-- Start of Page text --
Both libraries are built around the idea of asynchronous processing, where single computation can run on multiple threads during its lifetime. For that reason, we can’t just simply use regular exception-throwing and catching mechanisms provided out-of-the-box by the language. Hence, CE and ZIO provide specialized machinery to raise, propagate and deal with errors.

ZIO

ZIO has a unique approach to handling errors. It distinguishes between three possible error types:

• expected errors called failures
• unexpected errors - defects
• fatal errors

Let’s start with the expected errors. ZIO’s goal is to make sure that we handle them correctly. This is done by putting the expected error types in the second type parameter of ZIO - the error channel. Whenever we raise an error with ZIO.fail, it is automatically placed in the type signature.

val failedZIO: ZIO[Any, String, Nothing] = ZIO.fail("Ups :(")

If we try to compose the ZIO with another with a different error type, it will fail to compile. This way ZIO ensures that we have somehow dealt with the error. To fix the issue, we need to either transform the errors via one of many available operators or remove them from the signature. We can do it by handling the error.

def app: ZIO[Any, Throwable, Unit] = for {
  name <- Console.readLine("What's your name?")
  _ <- failedZIO //this will prevent the code from compiling
  _ <- Console.printLine(s"Hello, $name!")
  } yield ()

ZIO provides a rich and flexible API for managing errors. For instance, we can handle only some of them with catchSome or all at once with catchAll.

failedZIO.catchAll(error => Console.printLine(s"Error: $error"))

ZIO supports interop with APIs that use Either for managing errors. We can move the error from ZIO’s error channel into Either located on the success channel (ZIO[R, E, A] => ZIO[R, Nothing, Either[E, A]]) with ZIO.either. To go from ZIO[R, Nothing, Either[E, A]] => ZIO[R, E, A] we can use ZIO.absolve.

And what about defects? They represent exceptional erroneous behavior of the application that is not expected to happen in the normal flow. We shouldn’t catch them. Instead, ZIO guidebooks recommend using the Let it crash approach. We can raise a defect with ZIO.die.

val crashedZIO = ZIO.die(new IllegalStateException("SAD"))

Unlike failures, which can be of arbitrary type, reported defects need to be a subtype of Throwable. Although usually, it’s not necessary, we can still catch defects with operators like catchAllDefects. There’s also orDie that translates the regular failure (with the restriction that it must be a subtype of Throwable) to defect and resurrect, which transforms the defect into failure.
-- End of Page text --
-- Start of Dataset --
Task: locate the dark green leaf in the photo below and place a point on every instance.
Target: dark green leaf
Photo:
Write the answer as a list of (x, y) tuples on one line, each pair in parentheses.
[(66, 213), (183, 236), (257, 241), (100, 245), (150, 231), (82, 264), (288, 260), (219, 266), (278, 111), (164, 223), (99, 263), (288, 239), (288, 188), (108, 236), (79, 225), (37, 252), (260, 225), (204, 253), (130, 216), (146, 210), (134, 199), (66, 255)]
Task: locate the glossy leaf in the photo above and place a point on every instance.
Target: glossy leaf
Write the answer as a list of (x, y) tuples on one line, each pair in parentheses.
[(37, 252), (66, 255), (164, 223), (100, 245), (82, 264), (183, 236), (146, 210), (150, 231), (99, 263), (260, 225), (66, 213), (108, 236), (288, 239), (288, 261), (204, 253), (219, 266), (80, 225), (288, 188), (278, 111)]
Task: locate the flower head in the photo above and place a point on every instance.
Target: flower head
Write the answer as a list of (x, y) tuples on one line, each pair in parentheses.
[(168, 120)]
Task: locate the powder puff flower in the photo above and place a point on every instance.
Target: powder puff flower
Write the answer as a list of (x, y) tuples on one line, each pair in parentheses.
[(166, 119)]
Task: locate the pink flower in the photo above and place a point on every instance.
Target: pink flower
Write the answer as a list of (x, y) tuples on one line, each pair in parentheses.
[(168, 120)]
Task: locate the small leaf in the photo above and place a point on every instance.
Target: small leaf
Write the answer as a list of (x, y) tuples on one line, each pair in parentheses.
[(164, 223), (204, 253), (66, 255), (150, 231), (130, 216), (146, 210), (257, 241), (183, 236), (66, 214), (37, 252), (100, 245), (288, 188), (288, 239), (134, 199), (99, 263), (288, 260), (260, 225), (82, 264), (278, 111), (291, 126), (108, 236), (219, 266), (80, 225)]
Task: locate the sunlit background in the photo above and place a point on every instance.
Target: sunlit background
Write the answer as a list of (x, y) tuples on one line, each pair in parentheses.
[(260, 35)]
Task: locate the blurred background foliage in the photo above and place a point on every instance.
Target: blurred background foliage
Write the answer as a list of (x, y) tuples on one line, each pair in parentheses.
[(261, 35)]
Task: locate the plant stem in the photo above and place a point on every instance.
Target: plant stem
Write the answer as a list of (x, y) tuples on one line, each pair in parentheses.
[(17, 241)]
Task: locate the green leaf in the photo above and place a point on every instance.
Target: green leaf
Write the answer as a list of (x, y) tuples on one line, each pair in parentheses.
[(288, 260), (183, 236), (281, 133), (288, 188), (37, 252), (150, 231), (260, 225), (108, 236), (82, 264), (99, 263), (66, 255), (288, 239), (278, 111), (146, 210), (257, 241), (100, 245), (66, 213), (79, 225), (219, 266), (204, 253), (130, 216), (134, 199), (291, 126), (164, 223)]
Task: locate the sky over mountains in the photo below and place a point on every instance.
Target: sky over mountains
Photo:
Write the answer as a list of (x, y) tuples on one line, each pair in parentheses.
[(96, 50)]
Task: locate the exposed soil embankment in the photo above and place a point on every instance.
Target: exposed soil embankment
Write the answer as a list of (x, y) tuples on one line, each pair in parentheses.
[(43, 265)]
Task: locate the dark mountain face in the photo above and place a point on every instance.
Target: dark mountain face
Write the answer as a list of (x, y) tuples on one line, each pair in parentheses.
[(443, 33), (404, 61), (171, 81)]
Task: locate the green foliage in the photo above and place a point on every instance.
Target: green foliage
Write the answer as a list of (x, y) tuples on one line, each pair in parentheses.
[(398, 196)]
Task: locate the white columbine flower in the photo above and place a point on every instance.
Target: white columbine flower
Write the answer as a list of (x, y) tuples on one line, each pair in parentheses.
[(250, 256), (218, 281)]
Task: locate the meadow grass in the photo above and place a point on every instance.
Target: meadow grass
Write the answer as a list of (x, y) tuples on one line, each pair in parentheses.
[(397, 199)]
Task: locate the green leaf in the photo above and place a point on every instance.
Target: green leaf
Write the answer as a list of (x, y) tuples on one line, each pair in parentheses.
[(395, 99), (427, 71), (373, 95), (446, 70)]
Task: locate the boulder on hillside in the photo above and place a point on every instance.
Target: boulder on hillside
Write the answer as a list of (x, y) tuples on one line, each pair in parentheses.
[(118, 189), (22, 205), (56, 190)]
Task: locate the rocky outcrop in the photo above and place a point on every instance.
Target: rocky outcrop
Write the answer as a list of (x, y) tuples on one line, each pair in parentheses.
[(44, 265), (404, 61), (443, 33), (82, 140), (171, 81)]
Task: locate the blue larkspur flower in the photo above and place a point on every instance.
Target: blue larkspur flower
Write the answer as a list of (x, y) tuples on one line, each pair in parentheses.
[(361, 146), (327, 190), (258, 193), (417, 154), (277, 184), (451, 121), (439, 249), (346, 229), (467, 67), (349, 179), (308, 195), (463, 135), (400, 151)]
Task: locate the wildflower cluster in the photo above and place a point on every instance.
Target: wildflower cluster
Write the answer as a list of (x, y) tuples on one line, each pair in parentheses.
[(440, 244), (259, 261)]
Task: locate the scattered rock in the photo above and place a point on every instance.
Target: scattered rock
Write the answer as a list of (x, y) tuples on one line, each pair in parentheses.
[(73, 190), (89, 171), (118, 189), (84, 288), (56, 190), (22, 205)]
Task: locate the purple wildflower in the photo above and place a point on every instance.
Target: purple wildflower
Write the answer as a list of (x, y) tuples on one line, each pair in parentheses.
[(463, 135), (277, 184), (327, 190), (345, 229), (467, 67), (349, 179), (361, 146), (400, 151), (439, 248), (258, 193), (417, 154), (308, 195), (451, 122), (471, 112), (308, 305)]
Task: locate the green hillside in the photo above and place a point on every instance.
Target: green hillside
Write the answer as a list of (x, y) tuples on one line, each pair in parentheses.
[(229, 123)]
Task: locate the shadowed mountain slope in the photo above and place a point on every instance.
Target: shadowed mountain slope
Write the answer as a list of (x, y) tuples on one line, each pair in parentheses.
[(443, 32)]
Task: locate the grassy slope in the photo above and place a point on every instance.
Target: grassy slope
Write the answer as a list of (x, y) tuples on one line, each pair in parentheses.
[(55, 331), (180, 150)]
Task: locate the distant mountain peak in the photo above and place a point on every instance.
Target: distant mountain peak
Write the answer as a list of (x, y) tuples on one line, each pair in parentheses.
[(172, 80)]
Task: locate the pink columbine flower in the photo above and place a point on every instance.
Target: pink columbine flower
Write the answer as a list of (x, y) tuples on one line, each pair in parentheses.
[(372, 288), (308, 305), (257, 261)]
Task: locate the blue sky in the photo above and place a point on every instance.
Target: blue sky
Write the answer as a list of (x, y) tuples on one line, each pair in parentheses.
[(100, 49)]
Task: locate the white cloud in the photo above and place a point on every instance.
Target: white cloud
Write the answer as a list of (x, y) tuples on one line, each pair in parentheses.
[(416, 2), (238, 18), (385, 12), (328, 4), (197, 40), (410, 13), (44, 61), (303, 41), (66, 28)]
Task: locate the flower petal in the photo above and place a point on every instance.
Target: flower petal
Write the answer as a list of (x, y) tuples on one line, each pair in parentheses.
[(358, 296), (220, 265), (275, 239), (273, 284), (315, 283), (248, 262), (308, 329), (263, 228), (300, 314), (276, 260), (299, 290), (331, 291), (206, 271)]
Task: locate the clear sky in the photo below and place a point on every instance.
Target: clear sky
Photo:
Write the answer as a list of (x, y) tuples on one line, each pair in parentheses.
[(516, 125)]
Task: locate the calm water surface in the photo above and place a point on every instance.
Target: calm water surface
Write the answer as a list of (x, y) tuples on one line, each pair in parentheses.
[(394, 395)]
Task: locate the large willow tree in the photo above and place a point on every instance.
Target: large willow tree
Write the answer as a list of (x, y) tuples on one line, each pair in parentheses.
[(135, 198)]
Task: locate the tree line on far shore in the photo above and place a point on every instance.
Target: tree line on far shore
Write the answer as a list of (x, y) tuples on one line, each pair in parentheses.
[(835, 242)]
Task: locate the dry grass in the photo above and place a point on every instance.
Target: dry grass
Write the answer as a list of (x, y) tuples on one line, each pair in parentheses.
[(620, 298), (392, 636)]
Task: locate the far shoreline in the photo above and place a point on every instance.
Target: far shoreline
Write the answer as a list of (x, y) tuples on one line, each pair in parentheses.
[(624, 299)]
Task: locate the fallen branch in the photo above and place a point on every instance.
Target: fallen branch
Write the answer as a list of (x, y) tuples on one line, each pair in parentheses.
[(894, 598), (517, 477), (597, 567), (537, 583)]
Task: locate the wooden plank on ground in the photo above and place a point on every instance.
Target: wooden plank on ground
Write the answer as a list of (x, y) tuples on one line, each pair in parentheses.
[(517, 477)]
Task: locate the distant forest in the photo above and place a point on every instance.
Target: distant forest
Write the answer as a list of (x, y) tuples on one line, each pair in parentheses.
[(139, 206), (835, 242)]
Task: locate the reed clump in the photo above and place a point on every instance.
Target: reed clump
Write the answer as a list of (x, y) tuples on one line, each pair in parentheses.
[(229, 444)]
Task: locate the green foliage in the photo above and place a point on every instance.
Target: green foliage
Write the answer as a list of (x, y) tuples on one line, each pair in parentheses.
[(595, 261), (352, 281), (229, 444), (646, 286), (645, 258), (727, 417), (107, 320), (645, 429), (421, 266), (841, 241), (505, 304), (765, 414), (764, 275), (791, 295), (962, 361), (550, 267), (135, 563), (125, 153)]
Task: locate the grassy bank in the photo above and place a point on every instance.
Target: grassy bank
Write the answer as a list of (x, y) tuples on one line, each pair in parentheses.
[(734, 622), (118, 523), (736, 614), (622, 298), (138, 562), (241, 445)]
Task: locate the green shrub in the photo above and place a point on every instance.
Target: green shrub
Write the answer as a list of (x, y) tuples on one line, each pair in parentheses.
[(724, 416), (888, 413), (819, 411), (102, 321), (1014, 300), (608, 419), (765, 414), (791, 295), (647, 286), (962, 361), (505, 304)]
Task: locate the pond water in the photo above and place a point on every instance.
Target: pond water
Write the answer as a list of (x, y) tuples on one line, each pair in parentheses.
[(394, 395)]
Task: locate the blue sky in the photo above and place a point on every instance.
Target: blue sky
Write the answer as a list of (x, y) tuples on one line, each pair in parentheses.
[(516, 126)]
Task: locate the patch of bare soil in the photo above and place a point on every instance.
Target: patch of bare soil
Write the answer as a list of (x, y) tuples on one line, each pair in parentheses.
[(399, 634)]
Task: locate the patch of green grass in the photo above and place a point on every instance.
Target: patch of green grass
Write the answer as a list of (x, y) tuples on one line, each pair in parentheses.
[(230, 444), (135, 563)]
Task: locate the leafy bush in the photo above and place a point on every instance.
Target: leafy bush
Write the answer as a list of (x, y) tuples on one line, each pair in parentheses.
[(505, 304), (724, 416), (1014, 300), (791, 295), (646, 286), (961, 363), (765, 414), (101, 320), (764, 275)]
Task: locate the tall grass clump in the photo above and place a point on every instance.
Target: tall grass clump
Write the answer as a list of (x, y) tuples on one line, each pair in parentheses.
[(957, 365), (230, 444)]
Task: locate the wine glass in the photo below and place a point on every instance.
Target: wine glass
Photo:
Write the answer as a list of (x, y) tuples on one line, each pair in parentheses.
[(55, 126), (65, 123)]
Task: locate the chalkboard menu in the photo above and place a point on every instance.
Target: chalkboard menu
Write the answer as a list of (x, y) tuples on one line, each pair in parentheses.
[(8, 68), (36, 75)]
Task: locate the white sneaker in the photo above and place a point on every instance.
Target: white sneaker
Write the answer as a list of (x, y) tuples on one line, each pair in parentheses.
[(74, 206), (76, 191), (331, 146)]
-- End of Dataset --
Problems and tasks:
1. Retype the passage on ZIO error handling from "ZIO supports interop" to "can use ZIO.absolve.".
2. According to the passage on ZIO error handling, which operator moves an error from ZIO's error channel into an Either on the success channel?
The records have nothing to do with the text on ZIO error handling.

Answers for the tasks:
1.
ZIO supports interop with APIs that use Either for managing errors. We can move the error from ZIO’s error channel into Either located on the success channel (ZIO[R, E, A] => ZIO[R, Nothing, Either[E, A]]) with ZIO.either. To go from ZIO[R, Nothing, Either[E, A]] => ZIO[R, E, A] we can use ZIO.absolve.

2. ZIO.either